◆ EXERCISE PROMPT:
What follows is a block of records; reproduce all of it verbatim.

Records from a dataset
========================================
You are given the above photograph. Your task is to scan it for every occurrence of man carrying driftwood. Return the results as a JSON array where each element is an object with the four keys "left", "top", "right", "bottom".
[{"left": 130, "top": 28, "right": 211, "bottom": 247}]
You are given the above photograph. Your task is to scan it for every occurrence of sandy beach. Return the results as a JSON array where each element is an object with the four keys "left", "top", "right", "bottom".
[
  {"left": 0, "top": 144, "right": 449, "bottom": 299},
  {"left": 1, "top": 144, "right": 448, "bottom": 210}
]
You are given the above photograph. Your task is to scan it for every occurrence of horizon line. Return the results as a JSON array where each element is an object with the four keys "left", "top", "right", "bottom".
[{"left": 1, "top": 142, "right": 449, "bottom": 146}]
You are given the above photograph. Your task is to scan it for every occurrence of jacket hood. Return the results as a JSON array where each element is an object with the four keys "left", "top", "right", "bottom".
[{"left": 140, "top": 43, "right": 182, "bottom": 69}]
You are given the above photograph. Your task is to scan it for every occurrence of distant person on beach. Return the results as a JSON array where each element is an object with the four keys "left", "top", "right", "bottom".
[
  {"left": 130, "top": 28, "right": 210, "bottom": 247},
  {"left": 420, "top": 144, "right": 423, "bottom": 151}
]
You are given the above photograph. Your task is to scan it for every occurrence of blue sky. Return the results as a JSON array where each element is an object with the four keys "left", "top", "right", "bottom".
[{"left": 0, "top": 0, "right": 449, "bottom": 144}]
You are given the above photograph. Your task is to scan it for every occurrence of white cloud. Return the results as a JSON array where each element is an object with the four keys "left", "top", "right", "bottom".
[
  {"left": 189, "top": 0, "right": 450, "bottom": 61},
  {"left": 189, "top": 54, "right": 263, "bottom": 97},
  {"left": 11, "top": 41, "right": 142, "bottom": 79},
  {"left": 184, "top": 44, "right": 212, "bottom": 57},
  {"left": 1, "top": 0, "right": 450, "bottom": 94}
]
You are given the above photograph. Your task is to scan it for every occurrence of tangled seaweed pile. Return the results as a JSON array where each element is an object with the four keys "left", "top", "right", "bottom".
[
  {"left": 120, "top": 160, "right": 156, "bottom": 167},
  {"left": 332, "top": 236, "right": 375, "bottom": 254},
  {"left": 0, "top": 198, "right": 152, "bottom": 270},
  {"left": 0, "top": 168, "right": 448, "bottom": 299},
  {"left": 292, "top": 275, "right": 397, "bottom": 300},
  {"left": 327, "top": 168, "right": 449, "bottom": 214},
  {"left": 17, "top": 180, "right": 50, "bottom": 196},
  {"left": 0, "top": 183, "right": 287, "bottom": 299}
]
========================================
◆ SOLUTION BELOW:
You are given the above photograph. Your task is to scan it for every occurrence of man carrying driftwood. Return the results as a JSON array where each element is an object with the four keys "left", "top", "right", "bottom".
[{"left": 130, "top": 28, "right": 211, "bottom": 247}]
You are given the above photograph. Your task is to scan it for every occurrence of sandy beach. Return the results as a JSON array where each element is an object with the four keys "left", "top", "right", "bottom".
[
  {"left": 0, "top": 144, "right": 449, "bottom": 299},
  {"left": 1, "top": 144, "right": 448, "bottom": 210}
]
You are given the above photograph. Your task is to scan it for every occurrence of horizon line. Return the results as a JSON array where each element is an object with the four keys "left", "top", "right", "bottom".
[{"left": 1, "top": 142, "right": 449, "bottom": 146}]
You are given the above photograph. Your task is to scan it for every occurrence of jacket hood. Return the results as a JSON array where each element is an object with the four keys "left", "top", "right", "bottom".
[{"left": 140, "top": 43, "right": 182, "bottom": 69}]
You are given the above photograph. Your task is to scan it for every occurrence of distant person on beach. Return the results as a JSON array where each element is an object with the four keys "left", "top", "right", "bottom".
[
  {"left": 130, "top": 28, "right": 210, "bottom": 247},
  {"left": 420, "top": 144, "right": 423, "bottom": 151}
]
You are given the above photograph. Your task is to scan it for every occurrence of blue sky. Return the results as a JSON array where each element is an object with the four keys "left", "top", "right", "bottom".
[{"left": 0, "top": 0, "right": 449, "bottom": 144}]
You are given the above photograph. Your task is to scan it for every occurrence of white cloud. Return the results as a JSON array where each element is an object with the four keys "left", "top", "right", "bottom".
[
  {"left": 189, "top": 0, "right": 450, "bottom": 61},
  {"left": 189, "top": 54, "right": 263, "bottom": 97},
  {"left": 11, "top": 41, "right": 142, "bottom": 79},
  {"left": 184, "top": 44, "right": 212, "bottom": 57},
  {"left": 1, "top": 0, "right": 450, "bottom": 94}
]
You are given the above photograph. Your task is to scan it for every occurrence of tangled seaweed pile. Return the results as a JSON array where each element is an object with the four keys "left", "top", "right", "bottom".
[
  {"left": 120, "top": 160, "right": 156, "bottom": 167},
  {"left": 332, "top": 236, "right": 375, "bottom": 254},
  {"left": 0, "top": 198, "right": 152, "bottom": 270},
  {"left": 0, "top": 168, "right": 448, "bottom": 299},
  {"left": 292, "top": 275, "right": 397, "bottom": 300},
  {"left": 327, "top": 168, "right": 449, "bottom": 214},
  {"left": 17, "top": 180, "right": 50, "bottom": 196},
  {"left": 0, "top": 183, "right": 287, "bottom": 299}
]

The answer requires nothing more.